▶ **GOAL**: Transcribe the records exactly from the line with "Q: Where is a point on each instance of the asphalt" to the end, both included.

Start of GIVEN DATA

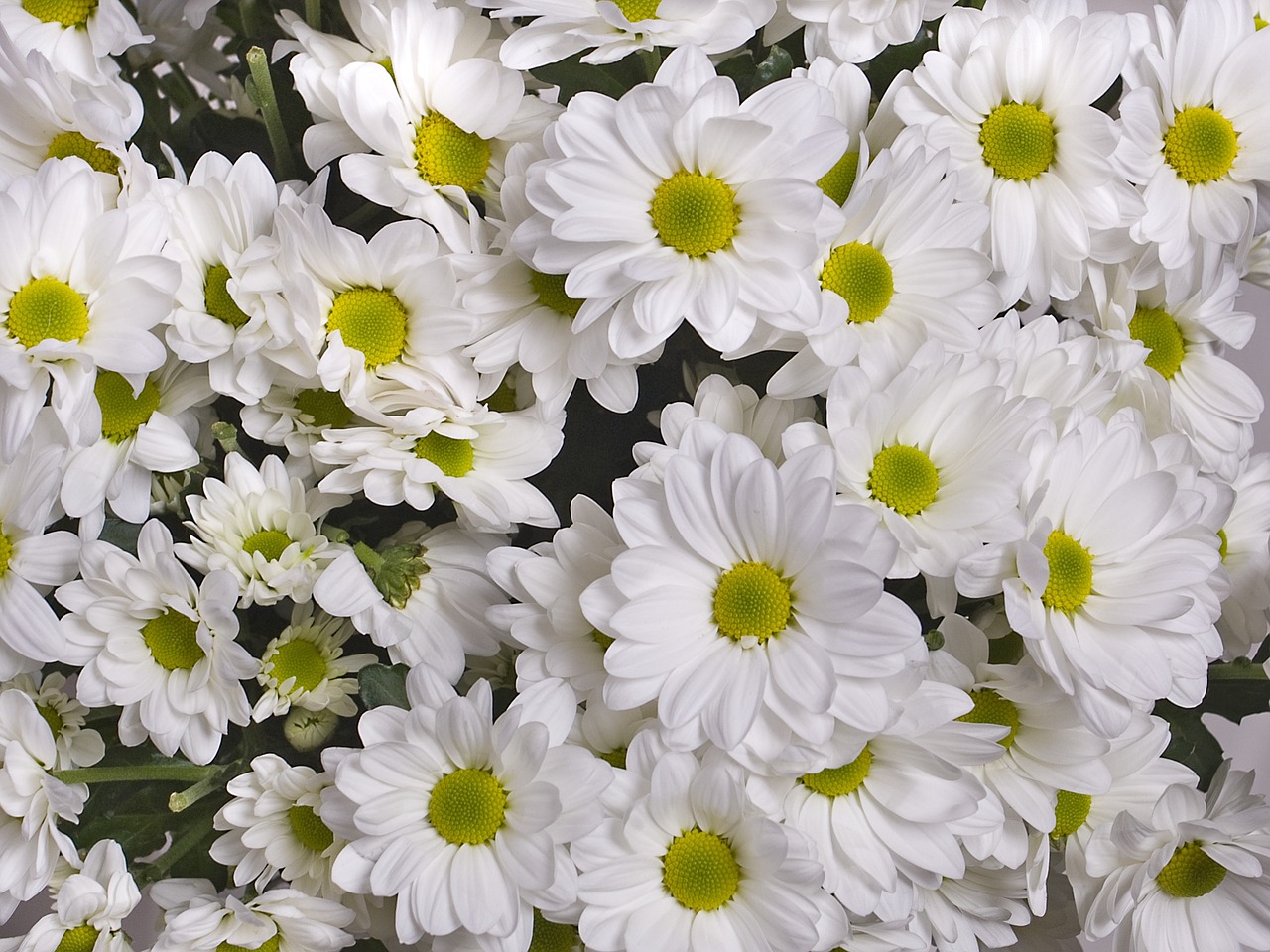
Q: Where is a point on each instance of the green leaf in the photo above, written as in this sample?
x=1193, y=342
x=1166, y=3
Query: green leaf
x=380, y=685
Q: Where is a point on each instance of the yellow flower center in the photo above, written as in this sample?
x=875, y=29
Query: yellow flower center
x=752, y=599
x=989, y=707
x=371, y=320
x=1162, y=338
x=695, y=213
x=1017, y=141
x=1071, y=572
x=67, y=144
x=447, y=155
x=699, y=871
x=173, y=640
x=1191, y=874
x=122, y=413
x=905, y=479
x=467, y=806
x=48, y=308
x=1201, y=145
x=839, y=780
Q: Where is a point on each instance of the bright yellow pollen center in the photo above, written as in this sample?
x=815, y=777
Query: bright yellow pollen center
x=447, y=155
x=989, y=707
x=1191, y=874
x=752, y=601
x=839, y=780
x=695, y=213
x=861, y=277
x=699, y=871
x=837, y=181
x=217, y=301
x=1071, y=572
x=550, y=291
x=1071, y=811
x=1201, y=145
x=173, y=640
x=48, y=308
x=303, y=660
x=905, y=479
x=1017, y=141
x=64, y=145
x=1162, y=338
x=371, y=320
x=453, y=457
x=122, y=413
x=68, y=13
x=81, y=938
x=309, y=828
x=467, y=806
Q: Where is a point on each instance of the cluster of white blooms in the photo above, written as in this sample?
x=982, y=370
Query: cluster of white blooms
x=879, y=658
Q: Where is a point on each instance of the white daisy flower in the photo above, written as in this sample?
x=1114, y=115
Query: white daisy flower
x=80, y=289
x=1194, y=127
x=1194, y=876
x=157, y=644
x=305, y=666
x=89, y=906
x=262, y=527
x=679, y=202
x=1025, y=140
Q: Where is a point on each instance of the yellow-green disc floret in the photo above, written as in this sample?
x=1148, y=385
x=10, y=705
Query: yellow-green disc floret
x=467, y=806
x=752, y=599
x=695, y=213
x=1201, y=145
x=1017, y=141
x=699, y=871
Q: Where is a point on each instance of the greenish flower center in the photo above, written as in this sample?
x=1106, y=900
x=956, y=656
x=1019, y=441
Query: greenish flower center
x=122, y=413
x=217, y=301
x=453, y=457
x=1191, y=874
x=371, y=320
x=173, y=640
x=989, y=707
x=1071, y=572
x=1201, y=145
x=752, y=599
x=467, y=806
x=1017, y=141
x=309, y=829
x=905, y=479
x=447, y=155
x=695, y=213
x=1162, y=338
x=46, y=308
x=64, y=145
x=839, y=780
x=699, y=871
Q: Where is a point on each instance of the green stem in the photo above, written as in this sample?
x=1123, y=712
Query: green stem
x=268, y=102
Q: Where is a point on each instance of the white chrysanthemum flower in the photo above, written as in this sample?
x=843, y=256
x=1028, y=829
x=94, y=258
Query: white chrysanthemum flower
x=157, y=644
x=1193, y=876
x=262, y=527
x=1194, y=127
x=463, y=819
x=195, y=919
x=730, y=606
x=1001, y=95
x=89, y=906
x=76, y=746
x=1111, y=581
x=422, y=594
x=81, y=289
x=305, y=666
x=679, y=202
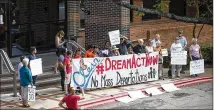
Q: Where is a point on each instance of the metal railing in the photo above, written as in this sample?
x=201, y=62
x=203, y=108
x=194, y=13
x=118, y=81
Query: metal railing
x=4, y=59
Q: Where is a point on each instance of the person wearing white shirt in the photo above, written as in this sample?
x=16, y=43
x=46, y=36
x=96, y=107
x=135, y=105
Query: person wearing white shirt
x=176, y=47
x=20, y=65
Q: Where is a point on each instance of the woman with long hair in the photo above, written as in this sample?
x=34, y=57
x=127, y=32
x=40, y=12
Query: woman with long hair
x=59, y=45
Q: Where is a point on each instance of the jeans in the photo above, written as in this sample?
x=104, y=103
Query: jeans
x=62, y=74
x=34, y=79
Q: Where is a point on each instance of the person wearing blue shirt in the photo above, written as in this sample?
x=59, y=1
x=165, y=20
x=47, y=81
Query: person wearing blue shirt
x=25, y=81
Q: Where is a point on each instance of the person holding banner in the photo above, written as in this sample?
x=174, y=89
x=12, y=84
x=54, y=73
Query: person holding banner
x=176, y=47
x=195, y=52
x=25, y=81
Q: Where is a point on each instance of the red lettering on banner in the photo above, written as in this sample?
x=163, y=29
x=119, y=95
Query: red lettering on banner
x=119, y=64
x=107, y=61
x=124, y=64
x=133, y=61
x=138, y=62
x=114, y=62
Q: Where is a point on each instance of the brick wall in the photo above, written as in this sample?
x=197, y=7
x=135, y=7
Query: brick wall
x=105, y=16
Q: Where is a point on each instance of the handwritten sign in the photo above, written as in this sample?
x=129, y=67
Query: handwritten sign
x=114, y=71
x=36, y=66
x=31, y=93
x=196, y=67
x=114, y=37
x=179, y=58
x=164, y=52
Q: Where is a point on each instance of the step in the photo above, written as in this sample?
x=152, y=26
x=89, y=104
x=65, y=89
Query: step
x=9, y=80
x=8, y=88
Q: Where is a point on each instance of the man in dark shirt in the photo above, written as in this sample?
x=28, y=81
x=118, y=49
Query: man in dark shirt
x=140, y=48
x=123, y=46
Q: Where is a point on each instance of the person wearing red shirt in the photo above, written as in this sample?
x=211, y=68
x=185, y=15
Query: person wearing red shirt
x=90, y=52
x=67, y=69
x=71, y=100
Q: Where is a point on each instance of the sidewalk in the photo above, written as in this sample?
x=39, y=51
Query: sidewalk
x=49, y=98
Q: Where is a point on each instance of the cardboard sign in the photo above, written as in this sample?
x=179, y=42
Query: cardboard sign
x=36, y=66
x=114, y=37
x=164, y=52
x=102, y=72
x=31, y=93
x=196, y=67
x=179, y=58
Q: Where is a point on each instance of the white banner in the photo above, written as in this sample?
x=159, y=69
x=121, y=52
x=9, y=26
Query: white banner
x=114, y=71
x=179, y=58
x=31, y=93
x=196, y=67
x=36, y=66
x=114, y=37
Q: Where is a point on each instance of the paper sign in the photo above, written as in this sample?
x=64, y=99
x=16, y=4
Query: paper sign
x=169, y=87
x=136, y=94
x=36, y=66
x=31, y=93
x=114, y=37
x=125, y=99
x=164, y=52
x=179, y=58
x=196, y=67
x=153, y=91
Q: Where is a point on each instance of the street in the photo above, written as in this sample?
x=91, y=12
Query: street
x=192, y=97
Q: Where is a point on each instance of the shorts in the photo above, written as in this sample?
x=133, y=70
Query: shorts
x=67, y=78
x=24, y=92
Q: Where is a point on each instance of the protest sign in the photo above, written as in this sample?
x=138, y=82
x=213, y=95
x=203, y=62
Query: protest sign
x=114, y=71
x=179, y=58
x=114, y=37
x=164, y=52
x=196, y=67
x=36, y=66
x=31, y=93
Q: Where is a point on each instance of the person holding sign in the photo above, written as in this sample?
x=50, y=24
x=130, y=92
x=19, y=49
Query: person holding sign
x=25, y=81
x=176, y=47
x=195, y=52
x=71, y=100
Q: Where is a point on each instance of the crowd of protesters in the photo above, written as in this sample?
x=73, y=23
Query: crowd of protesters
x=64, y=61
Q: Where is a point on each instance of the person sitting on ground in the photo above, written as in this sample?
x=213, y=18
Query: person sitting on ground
x=25, y=81
x=123, y=46
x=115, y=51
x=71, y=100
x=90, y=52
x=195, y=52
x=19, y=67
x=149, y=47
x=139, y=48
x=156, y=40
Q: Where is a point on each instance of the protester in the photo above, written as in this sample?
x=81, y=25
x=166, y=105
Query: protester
x=71, y=100
x=62, y=53
x=183, y=42
x=149, y=47
x=32, y=56
x=160, y=61
x=78, y=53
x=59, y=45
x=19, y=67
x=115, y=51
x=195, y=52
x=176, y=47
x=123, y=46
x=68, y=70
x=156, y=40
x=90, y=52
x=140, y=48
x=130, y=50
x=25, y=81
x=107, y=52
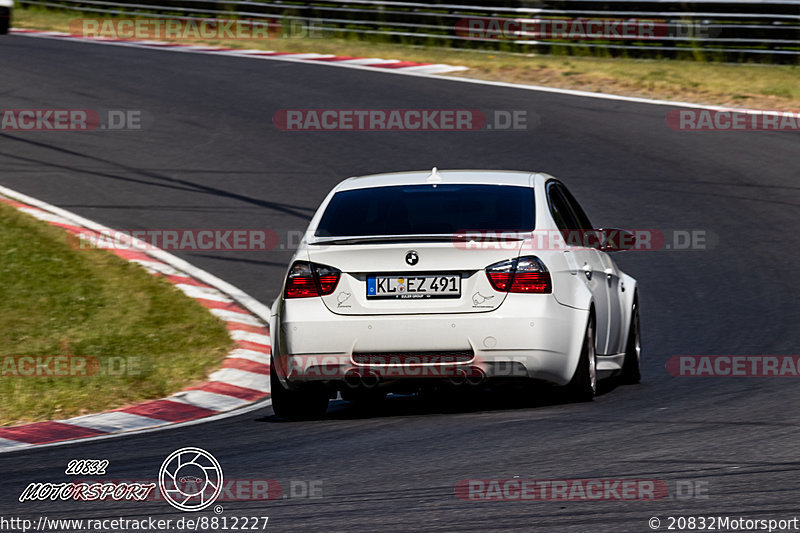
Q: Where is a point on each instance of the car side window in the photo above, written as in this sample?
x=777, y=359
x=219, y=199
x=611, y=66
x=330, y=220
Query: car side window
x=577, y=211
x=559, y=208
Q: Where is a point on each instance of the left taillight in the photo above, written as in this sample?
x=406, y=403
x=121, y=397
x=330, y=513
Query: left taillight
x=311, y=279
x=526, y=275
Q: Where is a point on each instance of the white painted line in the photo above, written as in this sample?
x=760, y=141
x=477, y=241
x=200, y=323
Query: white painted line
x=435, y=69
x=241, y=378
x=307, y=56
x=114, y=421
x=204, y=293
x=240, y=335
x=364, y=61
x=159, y=268
x=7, y=445
x=233, y=316
x=251, y=355
x=45, y=216
x=208, y=400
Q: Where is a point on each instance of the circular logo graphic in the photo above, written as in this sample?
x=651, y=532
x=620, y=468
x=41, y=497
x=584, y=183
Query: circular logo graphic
x=190, y=479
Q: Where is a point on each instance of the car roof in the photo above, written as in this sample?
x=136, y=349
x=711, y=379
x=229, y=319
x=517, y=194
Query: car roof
x=486, y=177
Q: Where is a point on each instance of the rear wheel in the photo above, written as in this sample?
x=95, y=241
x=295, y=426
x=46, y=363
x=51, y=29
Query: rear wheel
x=307, y=403
x=583, y=385
x=631, y=367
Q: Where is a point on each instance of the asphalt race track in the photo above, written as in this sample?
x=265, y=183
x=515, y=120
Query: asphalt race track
x=211, y=157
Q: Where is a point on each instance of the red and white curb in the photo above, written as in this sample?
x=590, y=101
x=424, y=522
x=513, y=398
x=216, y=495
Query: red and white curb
x=330, y=59
x=242, y=381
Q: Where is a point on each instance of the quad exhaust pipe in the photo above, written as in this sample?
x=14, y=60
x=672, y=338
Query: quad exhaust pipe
x=355, y=379
x=473, y=378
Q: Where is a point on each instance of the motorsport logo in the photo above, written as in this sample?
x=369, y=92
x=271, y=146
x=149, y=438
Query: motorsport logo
x=183, y=468
x=190, y=479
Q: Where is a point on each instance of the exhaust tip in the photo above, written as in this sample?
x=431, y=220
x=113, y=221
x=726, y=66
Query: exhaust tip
x=459, y=378
x=352, y=379
x=476, y=376
x=370, y=379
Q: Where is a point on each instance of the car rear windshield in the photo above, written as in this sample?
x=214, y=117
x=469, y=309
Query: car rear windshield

End of GIVEN DATA

▶ **WRITTEN RESPONSE**:
Q: Where is a point on each instance of the asphalt race track in the photo above, written as in this sample?
x=265, y=183
x=515, y=120
Query: asphalt race track
x=211, y=157
Q: Where is a point on each instance of the red and white curb in the photo above, written as in this sample?
x=590, y=101
x=424, y=522
x=513, y=398
x=216, y=495
Query: red and white curb
x=330, y=59
x=242, y=381
Q: Where is a point on each instance of the quad exhaust pipe in the photo above, written as in this sample?
x=14, y=60
x=672, y=338
Query: quad exhaust pipe
x=355, y=379
x=473, y=378
Q: Where is a point on each instance of the motorsport logo in the photo above, written as in this sample?
x=369, y=92
x=271, y=146
x=149, y=438
Query: motorsport logo
x=183, y=468
x=190, y=479
Q: Where is a point on each instance of the exhaust tip in the photo above, written as in this sample?
x=431, y=220
x=113, y=221
x=726, y=66
Query: exhaust tip
x=459, y=378
x=352, y=379
x=476, y=376
x=370, y=379
Q: Where is a point on each instance of the car rear windshield in the photo above, written as in this sample?
x=214, y=117
x=469, y=309
Query: car rear windshield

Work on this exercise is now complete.